Collected data entries:
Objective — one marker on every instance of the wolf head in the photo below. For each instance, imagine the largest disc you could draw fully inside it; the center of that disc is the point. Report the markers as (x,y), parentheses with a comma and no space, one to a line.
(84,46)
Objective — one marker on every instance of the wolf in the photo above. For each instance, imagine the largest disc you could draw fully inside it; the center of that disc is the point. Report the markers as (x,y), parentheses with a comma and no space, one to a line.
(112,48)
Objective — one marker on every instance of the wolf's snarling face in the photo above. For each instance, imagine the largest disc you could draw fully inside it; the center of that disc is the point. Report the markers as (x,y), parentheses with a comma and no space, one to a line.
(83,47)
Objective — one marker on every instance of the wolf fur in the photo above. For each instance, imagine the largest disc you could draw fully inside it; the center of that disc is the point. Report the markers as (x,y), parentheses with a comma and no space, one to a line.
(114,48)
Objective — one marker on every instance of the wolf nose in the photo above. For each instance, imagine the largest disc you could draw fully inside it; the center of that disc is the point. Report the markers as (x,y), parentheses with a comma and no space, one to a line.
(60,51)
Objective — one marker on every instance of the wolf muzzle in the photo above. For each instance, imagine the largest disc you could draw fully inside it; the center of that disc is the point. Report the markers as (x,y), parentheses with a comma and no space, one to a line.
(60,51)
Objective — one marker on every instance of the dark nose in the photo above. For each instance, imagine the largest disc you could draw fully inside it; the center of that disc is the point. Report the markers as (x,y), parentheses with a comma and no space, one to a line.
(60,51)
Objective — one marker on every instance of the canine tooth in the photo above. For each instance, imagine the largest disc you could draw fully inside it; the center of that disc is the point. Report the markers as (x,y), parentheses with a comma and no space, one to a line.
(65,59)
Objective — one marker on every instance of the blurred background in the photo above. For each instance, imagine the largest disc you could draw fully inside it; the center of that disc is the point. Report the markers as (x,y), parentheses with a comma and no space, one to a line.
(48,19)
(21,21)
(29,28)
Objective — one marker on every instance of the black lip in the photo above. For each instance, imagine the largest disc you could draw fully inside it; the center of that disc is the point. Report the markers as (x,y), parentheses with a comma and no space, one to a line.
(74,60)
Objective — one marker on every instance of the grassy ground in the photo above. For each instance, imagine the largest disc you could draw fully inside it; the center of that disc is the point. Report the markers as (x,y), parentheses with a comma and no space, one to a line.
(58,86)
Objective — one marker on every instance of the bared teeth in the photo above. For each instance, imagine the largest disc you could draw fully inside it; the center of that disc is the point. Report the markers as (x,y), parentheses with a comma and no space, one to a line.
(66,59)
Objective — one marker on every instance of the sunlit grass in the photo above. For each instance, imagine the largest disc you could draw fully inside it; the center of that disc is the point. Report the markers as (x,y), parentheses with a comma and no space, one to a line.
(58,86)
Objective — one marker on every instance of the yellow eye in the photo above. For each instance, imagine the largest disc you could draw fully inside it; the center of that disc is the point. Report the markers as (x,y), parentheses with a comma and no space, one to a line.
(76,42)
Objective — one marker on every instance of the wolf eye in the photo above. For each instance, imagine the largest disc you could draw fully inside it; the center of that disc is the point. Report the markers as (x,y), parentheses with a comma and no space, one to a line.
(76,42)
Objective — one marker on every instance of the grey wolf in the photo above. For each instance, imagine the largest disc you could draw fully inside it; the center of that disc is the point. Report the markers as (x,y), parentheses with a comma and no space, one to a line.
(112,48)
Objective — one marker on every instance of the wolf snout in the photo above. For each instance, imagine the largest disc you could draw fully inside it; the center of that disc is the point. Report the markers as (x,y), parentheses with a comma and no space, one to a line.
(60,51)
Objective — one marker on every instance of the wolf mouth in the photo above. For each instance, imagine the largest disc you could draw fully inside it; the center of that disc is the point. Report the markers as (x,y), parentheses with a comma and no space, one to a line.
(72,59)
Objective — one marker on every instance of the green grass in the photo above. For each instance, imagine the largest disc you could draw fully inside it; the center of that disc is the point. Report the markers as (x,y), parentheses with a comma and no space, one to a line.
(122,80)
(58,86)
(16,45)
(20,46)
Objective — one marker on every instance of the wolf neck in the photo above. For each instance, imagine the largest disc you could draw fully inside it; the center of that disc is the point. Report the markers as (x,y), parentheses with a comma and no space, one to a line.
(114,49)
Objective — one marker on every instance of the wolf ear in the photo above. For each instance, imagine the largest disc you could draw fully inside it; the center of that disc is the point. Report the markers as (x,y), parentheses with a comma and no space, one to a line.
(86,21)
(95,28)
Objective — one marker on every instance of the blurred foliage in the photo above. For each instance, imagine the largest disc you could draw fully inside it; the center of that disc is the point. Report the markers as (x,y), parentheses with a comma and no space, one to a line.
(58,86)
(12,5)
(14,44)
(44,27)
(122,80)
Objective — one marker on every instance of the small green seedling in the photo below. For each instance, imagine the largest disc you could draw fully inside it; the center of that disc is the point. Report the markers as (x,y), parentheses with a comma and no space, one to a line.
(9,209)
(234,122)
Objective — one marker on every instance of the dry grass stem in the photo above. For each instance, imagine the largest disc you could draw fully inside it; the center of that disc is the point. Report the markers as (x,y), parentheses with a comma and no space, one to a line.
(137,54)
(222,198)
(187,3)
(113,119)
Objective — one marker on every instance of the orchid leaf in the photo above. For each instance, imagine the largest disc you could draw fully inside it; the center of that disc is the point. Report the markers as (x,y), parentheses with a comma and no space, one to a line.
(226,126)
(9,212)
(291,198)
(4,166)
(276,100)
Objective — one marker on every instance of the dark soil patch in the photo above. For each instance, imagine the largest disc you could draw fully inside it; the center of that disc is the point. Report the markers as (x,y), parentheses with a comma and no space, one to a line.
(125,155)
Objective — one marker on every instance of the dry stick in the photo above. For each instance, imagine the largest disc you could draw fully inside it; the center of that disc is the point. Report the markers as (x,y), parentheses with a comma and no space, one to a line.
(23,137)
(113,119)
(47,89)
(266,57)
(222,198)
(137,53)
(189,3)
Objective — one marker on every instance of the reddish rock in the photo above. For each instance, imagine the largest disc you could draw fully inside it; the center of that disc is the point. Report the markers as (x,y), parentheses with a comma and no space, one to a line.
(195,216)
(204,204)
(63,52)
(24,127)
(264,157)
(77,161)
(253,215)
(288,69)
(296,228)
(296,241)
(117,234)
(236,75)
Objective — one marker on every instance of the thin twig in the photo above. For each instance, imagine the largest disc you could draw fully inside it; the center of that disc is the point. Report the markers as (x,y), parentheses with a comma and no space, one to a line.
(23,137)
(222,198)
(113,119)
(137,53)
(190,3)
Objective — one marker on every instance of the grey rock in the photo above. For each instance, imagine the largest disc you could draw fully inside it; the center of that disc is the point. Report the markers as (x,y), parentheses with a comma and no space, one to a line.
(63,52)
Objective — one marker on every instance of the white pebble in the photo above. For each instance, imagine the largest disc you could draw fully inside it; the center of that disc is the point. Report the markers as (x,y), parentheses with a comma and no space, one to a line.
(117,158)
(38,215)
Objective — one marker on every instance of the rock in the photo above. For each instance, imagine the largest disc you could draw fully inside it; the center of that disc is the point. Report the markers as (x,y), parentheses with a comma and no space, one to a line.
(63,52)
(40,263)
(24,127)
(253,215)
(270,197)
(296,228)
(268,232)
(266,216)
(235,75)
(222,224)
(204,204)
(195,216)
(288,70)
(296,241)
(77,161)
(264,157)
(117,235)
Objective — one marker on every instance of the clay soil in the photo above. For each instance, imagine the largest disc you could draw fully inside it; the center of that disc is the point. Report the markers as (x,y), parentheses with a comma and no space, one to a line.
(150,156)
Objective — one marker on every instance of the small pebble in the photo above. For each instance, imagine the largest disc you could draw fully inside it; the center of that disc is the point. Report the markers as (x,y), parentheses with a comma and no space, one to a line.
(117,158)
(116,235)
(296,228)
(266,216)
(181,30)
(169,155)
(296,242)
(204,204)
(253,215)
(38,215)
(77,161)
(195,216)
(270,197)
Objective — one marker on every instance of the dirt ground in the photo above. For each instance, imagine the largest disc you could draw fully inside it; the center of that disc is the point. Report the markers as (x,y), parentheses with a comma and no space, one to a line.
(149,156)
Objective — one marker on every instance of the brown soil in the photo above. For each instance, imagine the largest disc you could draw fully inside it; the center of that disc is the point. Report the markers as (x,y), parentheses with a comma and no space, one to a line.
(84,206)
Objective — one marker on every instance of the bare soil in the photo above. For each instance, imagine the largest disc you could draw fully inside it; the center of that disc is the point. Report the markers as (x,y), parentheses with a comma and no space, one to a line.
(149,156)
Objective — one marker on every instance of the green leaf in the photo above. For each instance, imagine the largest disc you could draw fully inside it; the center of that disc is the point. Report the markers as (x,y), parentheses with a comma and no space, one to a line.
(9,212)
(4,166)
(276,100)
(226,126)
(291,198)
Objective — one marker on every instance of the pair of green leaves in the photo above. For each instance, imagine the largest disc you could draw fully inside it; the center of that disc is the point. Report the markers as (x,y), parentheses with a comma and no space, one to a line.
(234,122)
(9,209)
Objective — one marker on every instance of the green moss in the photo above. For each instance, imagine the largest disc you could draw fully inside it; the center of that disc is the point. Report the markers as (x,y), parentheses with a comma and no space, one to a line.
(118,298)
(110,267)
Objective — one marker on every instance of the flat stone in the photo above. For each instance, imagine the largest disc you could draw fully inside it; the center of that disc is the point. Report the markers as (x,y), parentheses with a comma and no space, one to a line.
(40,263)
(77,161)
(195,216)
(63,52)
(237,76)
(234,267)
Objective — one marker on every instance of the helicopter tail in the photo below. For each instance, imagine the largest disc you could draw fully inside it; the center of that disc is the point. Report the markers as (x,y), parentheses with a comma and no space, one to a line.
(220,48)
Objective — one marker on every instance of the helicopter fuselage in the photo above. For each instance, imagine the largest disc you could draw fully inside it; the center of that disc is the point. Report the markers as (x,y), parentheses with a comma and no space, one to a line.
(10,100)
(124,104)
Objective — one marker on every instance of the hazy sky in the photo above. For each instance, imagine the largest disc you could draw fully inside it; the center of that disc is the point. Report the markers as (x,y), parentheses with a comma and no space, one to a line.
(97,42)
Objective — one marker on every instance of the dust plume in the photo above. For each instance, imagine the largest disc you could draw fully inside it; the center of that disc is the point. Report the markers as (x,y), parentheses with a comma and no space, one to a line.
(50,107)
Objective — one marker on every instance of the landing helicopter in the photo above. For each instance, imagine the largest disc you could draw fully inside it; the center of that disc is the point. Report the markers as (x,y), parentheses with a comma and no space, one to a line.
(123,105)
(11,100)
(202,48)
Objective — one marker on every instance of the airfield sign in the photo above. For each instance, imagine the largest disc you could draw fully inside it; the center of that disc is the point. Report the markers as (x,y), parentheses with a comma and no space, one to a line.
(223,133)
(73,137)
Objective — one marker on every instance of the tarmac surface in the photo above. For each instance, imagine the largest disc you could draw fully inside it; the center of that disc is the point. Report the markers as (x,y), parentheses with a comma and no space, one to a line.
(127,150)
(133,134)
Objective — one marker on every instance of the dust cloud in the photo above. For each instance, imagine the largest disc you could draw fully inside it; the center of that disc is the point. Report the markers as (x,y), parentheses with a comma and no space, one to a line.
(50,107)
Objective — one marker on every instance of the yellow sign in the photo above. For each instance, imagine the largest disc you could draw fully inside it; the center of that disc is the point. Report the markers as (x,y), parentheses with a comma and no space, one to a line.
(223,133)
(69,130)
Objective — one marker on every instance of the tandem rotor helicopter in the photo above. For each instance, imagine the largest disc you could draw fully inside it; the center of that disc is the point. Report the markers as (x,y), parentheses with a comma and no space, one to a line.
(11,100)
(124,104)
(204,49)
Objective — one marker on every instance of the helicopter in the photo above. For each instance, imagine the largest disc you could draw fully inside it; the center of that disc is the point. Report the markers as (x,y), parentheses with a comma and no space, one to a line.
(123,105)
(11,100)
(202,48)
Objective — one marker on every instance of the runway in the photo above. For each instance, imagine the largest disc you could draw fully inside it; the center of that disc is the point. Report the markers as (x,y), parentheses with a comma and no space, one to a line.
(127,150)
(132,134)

**Written request**
Word for word, quote the lines from the line containing "Objective — one marker on every instance of the helicopter in" through the end of the material, both included, and nothing else.

**Full solution**
Objective — one marker on every instance of the helicopter in the photo above. For each instance, imagine the largest disc you could draw fully inside it; the center of that disc is the point. Report the markers as (x,y), parentheses with a comma and no space, one to a line.
(123,105)
(11,100)
(202,48)
Objective — one marker on every instance of the runway in the photo above. For each instance, imagine the largest disc you could draw fully inside it; the center of that disc is the point. Report the markers as (x,y), parentheses with a comma and no space, one to a line.
(127,150)
(132,134)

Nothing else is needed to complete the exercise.